Excerpt →
......
5.2.1.4Examples of mercury in releases and wastes/residues -
Qi (1998) was cited by Pirrone and Mason (Eds., 2008) for an atmospheric emission factor of 45 Kg Hg/metric ton Hg produced (presumable from Chinese mercury smelters).
-
From the Khaidarkan mine of Kyrgyzstan it was estimated that over the last few years (before 2008) the facility emitted about 3.5 metric tons of mercury annually, and the annual production in 2008 was slightly less than 300 metric tons of mercury (Kyrgyzstan Mercury team of UNEP, UNITAR and Zoï Environment Network (2009)).
-
See also information above.
5.2.1.5Input factors and output distribution factors -
Based on the limited information presented above, the following preliminary default input and distribution factors are suggested for use in cases where source specific data are not available. For this source category, it is highly recommended to try to get facility-specific data as the release situation likely differ significantly depending on local production setup and release prevention equipment in place. The primary purpose of using these default factors is to get a first impression of the significance of this sub-category in the country. Usually release estimates would have to be refined further (after calculation with default factors) before any far reaching action is taken based on the release estimates.
......
Collected material →
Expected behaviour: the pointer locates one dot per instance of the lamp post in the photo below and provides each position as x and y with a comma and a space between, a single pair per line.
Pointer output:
......
What you need to do →
1. List every cited source in the excerpt on mercury releases.
2. Carry on the excerpt on mercury releases from its final sentence.

Solved tasks →
1.
- Qi (1998)
- Pirrone and Mason (Eds., 2008)
- Kyrgyzstan Mercury team of UNEP, UNITAR and Zoï Environment Network (2009)

2.
a) Default mercury input factors
If no site specific information is available, a first estimate can be formed by using the default input factors selected in Table 5 -60 below (based on the data sets presented in this section). Because concentrations vary so much, it is recommended to calculate and report intervals for the mercury inputs to this source category. The low end default factors has been set to indicate a low end estimate for the mercury input to the source category (but not the absolute minimum), and the high end factor will result in a high end estimate (but not the absolute maximum). If it is chosen not to calculate as intervals, the use of the maximum value is recommended in order to signal the possible importance of the source category for further investigation. Using a high end estimate does not automatically imply that actual releases are this high, only that it should perhaps be investigated further.
Table 5 60 Preliminary default input factors for primary mercury production
Material
|
Default input factors;
kg mercury released per metric ton of mercury produced;
(low end - high end)
|
Mercury produced
|
20-40
|
b) Default mercury output distribution factors -
A preliminary set of default output distribution factors based on the Slovenian data presented above is shown in the table below. Site-specific distribution factors should be applied, if available.
Table 5 61 Preliminary default output distribution factors for primary mercury production
Phase of life cycle
|
Air
|
Water
|
Land *1
|
Product
|
General waste *1
|
Sector specific treatment/
disposal *1
|
Production of mercury from ore
|
0.25
|
0.06
|
0.69
|
-
|
?
|
?
|
Note *1: Actual distribution of residues between deposition forms may vary between countries; here it is assigned to land to signal a possible worst case. Adjust with facility-specific information, if available.
c) Links to other mercury sources estimation -
No links suggested.
5.2.1.6Source specific main data -
The most important source specific data would in this case be:
-
Measured data on the mercury concentrations in the ores and concentrates extracted and processed at the source;
-
Amount of ore extracted and processed; and
-
Measured data on the distribution of mercury outputs with (preferably all) output streams, including mercury percentages retained by emission reduction equipment applied on the source (or similar sources with very similar equipment and operating conditions).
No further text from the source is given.